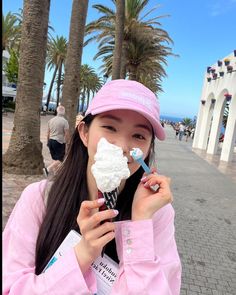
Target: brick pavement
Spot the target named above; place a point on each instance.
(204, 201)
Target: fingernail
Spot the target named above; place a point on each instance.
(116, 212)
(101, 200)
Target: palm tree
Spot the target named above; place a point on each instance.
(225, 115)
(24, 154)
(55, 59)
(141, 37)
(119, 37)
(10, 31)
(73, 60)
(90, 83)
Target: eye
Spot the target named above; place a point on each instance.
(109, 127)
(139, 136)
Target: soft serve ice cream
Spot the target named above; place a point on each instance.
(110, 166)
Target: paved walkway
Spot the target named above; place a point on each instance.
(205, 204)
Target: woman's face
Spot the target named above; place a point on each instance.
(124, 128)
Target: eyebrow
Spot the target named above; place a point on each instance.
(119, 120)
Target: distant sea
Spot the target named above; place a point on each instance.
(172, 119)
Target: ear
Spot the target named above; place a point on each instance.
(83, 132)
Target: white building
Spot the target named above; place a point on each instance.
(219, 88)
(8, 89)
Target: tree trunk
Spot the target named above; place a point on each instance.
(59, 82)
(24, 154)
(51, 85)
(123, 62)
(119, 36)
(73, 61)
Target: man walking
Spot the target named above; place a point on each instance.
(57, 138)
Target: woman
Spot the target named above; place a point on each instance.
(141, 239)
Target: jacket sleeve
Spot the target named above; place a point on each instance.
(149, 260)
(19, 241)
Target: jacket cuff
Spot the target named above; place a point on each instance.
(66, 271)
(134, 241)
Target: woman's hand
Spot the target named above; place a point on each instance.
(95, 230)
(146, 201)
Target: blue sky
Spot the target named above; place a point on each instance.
━━━━━━━━━━━━━━━━━━━━━━━━━━━━━━
= REQUIRED WORK =
Exactly the lines from the one containing "Target: woman's hand" through the end of the records above should be returned, with both ends kept.

= TASK RESPONSE =
Target: woman's hand
Spot the target named above; place a point on each instance.
(95, 230)
(146, 201)
Target: blue sky
Spot the target named above; place a point on each instance.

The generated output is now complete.